* AANGELEVERD FRAGMENT:
——
We zijn bijna twee decennia verder, de A4 is doorgetrokken en de geluidsschermen zijn spectaculair verhoogd, maar in wezen is er niet veel veranderd. Het team van Mecanoo, dat zich over deze locatie boog, constateerde dat de Wet geluidhinder de vervanging van verouderde sociale huurwoningen blokkeert, zodat veel geld wordt gestoken in het onderhoud van onrendabele woningen. Als de bypass A13/A16 straks gereed is, zal het verkeer weliswaar verminderen, maar de A13 zal een hoofdentree van Rotterdam blijven. En dus wil team Mecanoo structurele actie: sloop de woningen die aan weerszijden pal langs de weg liggen en maak op die plek een snelwegpark, met waterbergingen, ecologische zones en dwarsverbindingen voor het langzaam verkeer. Rond 2030, als de zelfrijdende elektrische auto definitief zijn intrede moet hebben gedaan, kunnen de geluidsschermen weg en kan het park langzaam weer worden volgebouwd.
——
* VASTGELEGDE GEGEVENS:
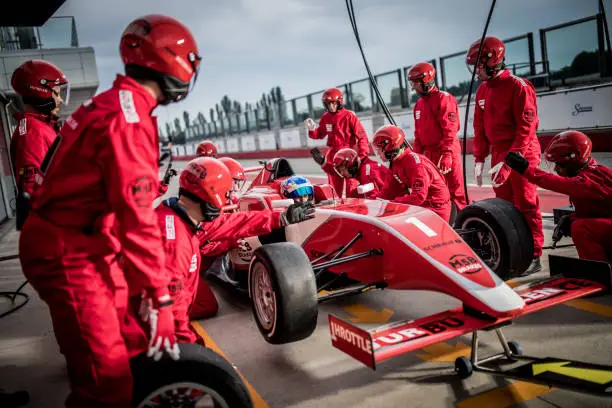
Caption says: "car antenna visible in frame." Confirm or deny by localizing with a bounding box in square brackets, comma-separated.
[345, 0, 412, 149]
[463, 0, 497, 203]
——
Welke onderdelen krijgt het snelwegpark volgens het fragment over de A13? Som ze allemaal op.

- waterbergingen
- ecologische zones
- dwarsverbindingen voor het langzaam verkeer